### PROBLEM DESCRIPTION
Print the passage of the sea anemone text that starts with "Actinostella flosculifera, the" and goes on through "subtropical Atlantic Ocean.", with no changes.

### SELECTED EXTRACT
######
Species of sea anemone

Actinostella flosculifera, the collared sand anemone, is a species of sea anemone in the family Actiniidae. It is found semi-immersed in the sediment in shallow water in the tropical and subtropical Atlantic Ocean.

==Description==
The only part of this sea anemone that is normally visible is the oral disc, which lies flat on the seabed, the tall cylindrical column being immersed in sediment. The column is cream or pink and the upper part bears sticky warts to which pieces of gravel and fragments of shell adhere. The oral disc is up to 7 cm in diameter and bears four whorls of pointed, retractable tentacles close to the funnel-shaped mouth, the outer tentacles being shorter than the inner ones. The outer part of the disc resembles a collar or ruff, and bears irregular fleshy tubercles perforated by fine pores, and separated by slender radial lines. The disc is beige, pinkish, brown or grey, sometimes with some green banding, and blends well with the surrounding sediment in colour and texture. The tentacles are translucent, and sometimes spotted with white. Symbiotic zooxanthellae are present in the tissues, particular in the collar.

==Distribution and habitat==
Actinostella flosculifera is widely distributed in shallow water in the tropical and sub-tropical Atlantic Ocean. In the Eastern Atlantic its range extends from the Canary Islands and Madeira southwards to São Tomé and Príncipe, and in the western Atlantic its range includes the Bahamas, Bermuda, the West Indies and southwards to the coast of Brazil. The column is buried in sand, gravel or silt. This sea anemone is found at depths down to about 5 m, typically in meadows of Thalassia testudinum and Syringodium filiforme, in lagoons and on reef flats with little wave action.

==Ecology==
The foot of the column is usually attached to a hard substrate, a rock, a shell or a sea grass rhizome, while the oral disc lies flat on the sediment surface. During the day, the tentacles are contracted and the collar expands so that the zooxanthellae receive the maximum amount of sunlight for photosynthesis; the greenish-brown colour of the collar resembles scraps of dead seagrass and may provide camouflage. At night, the tentacles are extended to catch plankton and organic particles, and the collar contracts. At the slightest disturbance, the whole column contracts and the sea anemone disappears beneath the sediment. It has been found that two types of faecal pellets are emitted through the mouth; one type contains the normal end-products of digestion, but the other contains zooxanthellae debris covered with mucus, which continue to be produced even when the animal is starved of planktonic food. This suggests that the mainstay of the sea anemone's diet may be the digestion of the zooxanthellae found in its tissues.
######
### GIVEN INFORMATION
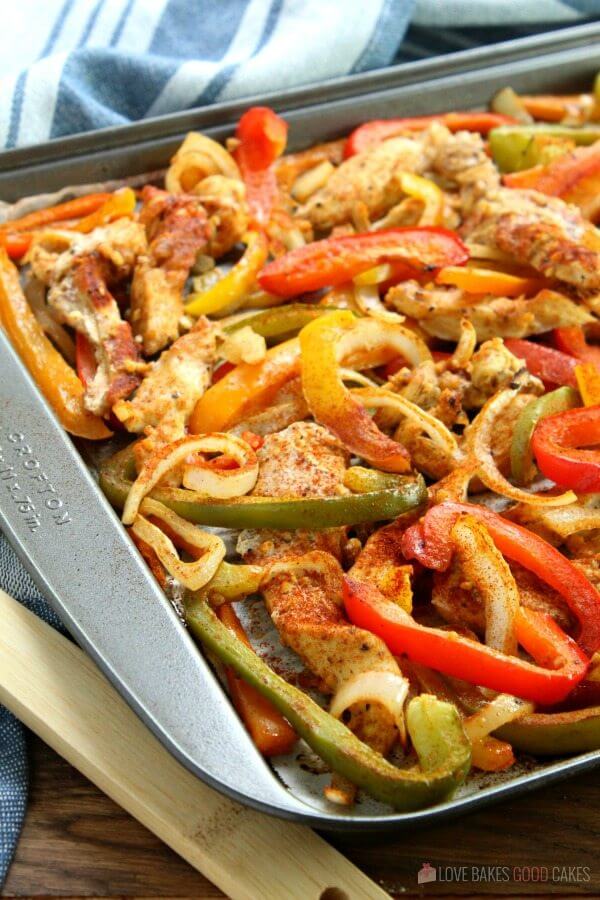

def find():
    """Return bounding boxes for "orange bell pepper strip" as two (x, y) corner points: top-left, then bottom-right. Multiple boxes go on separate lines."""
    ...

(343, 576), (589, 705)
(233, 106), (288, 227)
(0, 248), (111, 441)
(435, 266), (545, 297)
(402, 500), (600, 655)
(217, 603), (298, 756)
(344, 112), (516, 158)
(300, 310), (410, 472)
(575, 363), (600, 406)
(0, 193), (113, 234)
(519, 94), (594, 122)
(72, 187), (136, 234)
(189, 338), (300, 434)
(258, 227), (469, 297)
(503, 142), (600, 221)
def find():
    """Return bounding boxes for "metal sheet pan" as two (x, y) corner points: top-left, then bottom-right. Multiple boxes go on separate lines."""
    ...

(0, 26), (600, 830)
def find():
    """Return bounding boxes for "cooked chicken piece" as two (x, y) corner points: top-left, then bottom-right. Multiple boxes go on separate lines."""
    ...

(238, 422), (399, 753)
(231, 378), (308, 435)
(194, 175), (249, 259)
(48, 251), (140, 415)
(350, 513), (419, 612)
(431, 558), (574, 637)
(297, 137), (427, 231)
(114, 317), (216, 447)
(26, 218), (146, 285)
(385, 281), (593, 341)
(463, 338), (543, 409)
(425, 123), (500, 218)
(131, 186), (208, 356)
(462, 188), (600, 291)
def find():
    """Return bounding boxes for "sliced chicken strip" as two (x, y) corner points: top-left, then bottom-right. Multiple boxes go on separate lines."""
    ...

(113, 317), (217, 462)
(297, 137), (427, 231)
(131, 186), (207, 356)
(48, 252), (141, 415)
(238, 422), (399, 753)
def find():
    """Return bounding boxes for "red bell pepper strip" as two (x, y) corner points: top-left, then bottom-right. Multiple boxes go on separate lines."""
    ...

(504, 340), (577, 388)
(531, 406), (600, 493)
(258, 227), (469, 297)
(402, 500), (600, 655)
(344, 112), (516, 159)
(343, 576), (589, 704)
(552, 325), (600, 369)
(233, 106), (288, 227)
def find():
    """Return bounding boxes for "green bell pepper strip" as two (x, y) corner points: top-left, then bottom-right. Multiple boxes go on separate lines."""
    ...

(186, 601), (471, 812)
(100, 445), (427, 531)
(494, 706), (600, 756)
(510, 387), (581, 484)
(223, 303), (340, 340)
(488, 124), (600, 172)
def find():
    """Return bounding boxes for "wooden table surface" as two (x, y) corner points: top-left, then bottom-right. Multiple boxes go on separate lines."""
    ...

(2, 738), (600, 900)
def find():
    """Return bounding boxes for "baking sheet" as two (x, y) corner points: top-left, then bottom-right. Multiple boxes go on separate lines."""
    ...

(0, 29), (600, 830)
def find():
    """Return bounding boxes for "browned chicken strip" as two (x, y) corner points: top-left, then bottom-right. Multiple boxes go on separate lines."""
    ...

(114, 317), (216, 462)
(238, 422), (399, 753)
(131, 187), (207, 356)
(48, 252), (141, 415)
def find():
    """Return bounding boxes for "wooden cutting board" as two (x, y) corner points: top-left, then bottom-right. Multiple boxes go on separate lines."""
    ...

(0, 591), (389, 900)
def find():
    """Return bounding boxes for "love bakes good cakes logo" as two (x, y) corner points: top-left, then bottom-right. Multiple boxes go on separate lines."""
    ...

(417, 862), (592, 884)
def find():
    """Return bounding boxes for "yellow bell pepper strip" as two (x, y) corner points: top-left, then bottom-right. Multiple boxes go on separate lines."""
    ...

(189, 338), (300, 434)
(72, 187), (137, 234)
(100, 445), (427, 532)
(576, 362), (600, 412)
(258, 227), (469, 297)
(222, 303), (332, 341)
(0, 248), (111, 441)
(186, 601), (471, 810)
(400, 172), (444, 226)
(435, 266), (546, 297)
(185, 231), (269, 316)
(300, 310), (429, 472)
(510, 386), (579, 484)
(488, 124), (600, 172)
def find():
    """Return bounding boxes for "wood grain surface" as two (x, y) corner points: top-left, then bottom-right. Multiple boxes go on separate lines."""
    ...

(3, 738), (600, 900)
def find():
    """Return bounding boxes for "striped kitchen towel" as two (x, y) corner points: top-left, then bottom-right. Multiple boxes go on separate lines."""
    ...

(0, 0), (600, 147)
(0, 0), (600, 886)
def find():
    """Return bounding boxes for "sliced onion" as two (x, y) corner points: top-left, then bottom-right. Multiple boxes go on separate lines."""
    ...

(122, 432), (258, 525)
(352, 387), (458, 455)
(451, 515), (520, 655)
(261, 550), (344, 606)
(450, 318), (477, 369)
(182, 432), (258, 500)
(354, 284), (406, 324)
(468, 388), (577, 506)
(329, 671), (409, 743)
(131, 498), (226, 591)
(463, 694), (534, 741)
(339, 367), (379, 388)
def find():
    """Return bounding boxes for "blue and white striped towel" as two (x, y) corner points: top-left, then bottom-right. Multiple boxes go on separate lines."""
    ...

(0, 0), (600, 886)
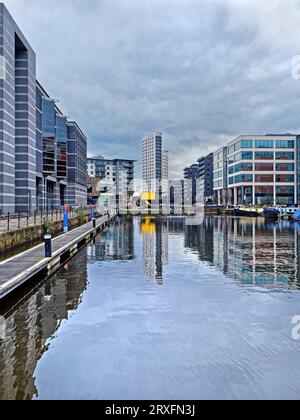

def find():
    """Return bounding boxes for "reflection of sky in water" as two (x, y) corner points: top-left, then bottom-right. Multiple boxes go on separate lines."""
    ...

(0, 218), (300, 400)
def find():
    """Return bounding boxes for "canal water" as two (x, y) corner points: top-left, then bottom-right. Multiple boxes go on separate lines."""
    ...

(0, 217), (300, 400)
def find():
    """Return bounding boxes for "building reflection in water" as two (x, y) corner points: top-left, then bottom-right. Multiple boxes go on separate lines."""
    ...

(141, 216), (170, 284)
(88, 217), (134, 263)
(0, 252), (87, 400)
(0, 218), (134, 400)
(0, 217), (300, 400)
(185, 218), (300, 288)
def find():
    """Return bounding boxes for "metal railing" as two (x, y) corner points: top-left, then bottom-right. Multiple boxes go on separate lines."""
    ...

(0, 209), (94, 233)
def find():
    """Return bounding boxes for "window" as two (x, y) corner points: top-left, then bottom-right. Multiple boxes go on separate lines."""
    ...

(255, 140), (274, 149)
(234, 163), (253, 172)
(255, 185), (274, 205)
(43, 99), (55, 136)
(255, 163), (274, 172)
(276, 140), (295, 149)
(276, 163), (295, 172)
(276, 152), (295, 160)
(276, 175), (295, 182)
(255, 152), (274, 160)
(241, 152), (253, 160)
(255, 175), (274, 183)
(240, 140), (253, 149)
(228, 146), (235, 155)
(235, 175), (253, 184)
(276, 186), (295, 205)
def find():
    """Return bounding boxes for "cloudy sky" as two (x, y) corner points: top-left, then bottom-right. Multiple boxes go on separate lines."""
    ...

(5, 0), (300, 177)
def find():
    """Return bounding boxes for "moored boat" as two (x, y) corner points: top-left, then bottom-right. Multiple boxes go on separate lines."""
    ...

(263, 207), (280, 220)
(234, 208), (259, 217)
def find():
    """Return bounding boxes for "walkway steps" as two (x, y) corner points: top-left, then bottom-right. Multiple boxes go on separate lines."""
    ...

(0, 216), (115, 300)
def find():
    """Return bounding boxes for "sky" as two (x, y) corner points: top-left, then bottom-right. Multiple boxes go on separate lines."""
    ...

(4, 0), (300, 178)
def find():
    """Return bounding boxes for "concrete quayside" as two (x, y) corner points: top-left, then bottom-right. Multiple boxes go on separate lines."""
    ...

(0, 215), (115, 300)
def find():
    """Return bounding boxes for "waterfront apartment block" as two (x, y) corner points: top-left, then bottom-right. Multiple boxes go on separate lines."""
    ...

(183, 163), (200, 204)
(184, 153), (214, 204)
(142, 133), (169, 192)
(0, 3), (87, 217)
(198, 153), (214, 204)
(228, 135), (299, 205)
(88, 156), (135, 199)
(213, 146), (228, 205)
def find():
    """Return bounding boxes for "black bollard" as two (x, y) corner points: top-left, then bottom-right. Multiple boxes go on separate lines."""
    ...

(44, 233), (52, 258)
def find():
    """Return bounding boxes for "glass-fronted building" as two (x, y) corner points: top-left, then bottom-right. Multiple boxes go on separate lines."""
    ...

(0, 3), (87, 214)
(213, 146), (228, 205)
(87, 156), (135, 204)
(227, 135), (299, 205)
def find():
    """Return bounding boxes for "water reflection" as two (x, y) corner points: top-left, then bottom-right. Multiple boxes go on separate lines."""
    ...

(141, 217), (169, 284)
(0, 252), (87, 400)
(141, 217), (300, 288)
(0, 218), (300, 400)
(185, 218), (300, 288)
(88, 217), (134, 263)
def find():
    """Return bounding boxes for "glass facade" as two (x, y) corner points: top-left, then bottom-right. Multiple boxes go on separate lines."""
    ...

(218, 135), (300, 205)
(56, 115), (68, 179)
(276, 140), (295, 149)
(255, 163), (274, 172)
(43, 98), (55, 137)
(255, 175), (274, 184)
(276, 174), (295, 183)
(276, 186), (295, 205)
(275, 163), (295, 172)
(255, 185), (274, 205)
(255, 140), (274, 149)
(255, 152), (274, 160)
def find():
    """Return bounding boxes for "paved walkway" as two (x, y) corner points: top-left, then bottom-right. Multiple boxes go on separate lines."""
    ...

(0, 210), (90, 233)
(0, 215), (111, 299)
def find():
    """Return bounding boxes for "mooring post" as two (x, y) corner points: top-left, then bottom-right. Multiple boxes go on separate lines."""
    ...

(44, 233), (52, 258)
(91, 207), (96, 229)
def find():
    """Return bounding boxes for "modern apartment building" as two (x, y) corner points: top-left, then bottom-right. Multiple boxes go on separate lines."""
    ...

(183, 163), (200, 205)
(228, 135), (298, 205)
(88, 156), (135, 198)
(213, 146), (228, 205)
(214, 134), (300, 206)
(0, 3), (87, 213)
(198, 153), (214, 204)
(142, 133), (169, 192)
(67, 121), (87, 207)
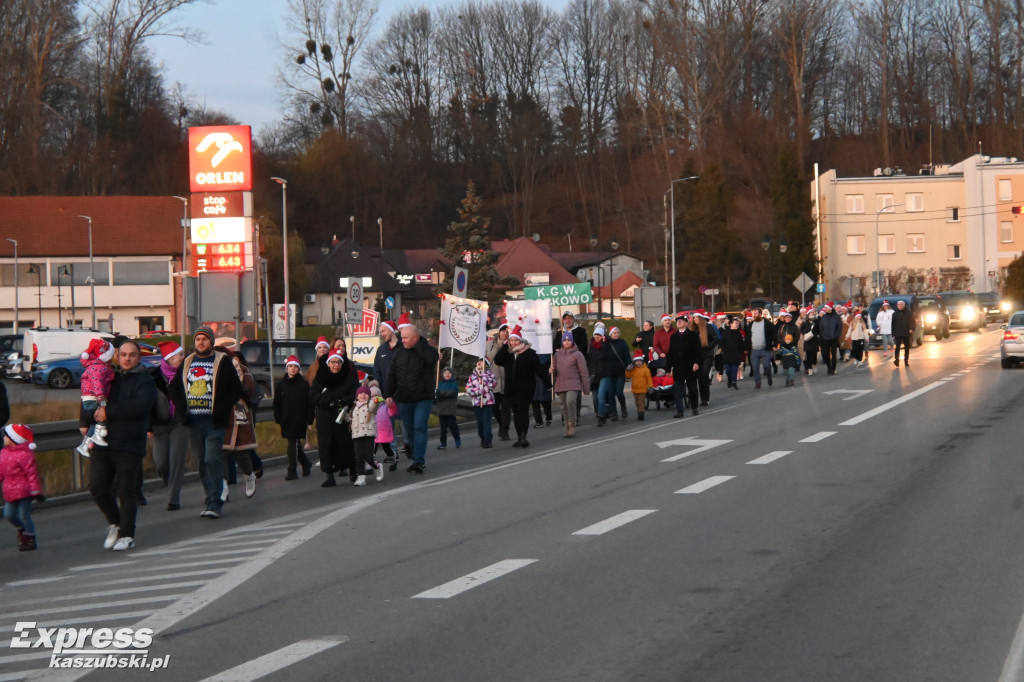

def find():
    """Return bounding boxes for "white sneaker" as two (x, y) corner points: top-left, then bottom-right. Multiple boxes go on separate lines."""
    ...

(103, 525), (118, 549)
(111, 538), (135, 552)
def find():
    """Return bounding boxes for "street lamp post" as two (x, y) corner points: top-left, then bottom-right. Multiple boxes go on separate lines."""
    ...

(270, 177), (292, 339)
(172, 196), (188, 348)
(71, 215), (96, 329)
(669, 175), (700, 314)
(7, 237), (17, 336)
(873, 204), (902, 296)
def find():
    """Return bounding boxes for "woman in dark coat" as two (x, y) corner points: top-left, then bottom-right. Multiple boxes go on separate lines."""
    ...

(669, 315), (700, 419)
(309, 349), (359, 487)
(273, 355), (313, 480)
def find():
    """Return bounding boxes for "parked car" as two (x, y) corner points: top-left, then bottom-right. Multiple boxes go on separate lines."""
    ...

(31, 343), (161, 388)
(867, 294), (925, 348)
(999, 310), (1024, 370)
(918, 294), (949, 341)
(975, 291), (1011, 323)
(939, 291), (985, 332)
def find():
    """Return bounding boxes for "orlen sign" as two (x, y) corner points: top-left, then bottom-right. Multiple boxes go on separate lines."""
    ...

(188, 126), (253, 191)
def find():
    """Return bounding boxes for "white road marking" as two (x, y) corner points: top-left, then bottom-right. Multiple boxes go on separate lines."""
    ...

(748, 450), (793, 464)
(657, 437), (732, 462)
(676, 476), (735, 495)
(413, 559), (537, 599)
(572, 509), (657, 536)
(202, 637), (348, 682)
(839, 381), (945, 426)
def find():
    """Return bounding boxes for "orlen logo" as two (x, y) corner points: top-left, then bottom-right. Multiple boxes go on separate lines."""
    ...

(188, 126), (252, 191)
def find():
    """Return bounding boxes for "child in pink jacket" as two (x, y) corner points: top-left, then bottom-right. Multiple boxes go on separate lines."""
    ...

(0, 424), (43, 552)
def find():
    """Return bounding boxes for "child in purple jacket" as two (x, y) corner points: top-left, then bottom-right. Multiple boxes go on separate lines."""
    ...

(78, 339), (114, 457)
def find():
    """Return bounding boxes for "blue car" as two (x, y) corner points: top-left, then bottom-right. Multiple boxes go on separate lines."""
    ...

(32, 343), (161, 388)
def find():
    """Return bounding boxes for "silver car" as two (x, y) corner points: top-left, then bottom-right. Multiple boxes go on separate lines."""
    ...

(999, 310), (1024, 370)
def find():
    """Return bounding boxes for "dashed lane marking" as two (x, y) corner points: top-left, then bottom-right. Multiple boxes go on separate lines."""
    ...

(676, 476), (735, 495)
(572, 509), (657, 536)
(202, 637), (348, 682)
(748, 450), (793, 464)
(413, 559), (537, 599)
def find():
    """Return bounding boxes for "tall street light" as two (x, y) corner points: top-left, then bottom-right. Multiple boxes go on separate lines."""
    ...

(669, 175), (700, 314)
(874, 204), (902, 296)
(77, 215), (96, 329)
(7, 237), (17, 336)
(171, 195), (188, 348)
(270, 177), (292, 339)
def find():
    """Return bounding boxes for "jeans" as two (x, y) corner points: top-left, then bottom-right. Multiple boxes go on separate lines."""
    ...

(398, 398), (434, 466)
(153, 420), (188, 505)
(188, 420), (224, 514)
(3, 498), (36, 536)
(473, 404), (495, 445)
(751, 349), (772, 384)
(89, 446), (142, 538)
######
### ANSWER TO THE PROBLEM
Actinostella flosculifera, the collared sand anemone, is a species of sea anemone in the family Actiniidae. It is found semi-immersed in the sediment in shallow water in the tropical and subtropical Atlantic Ocean.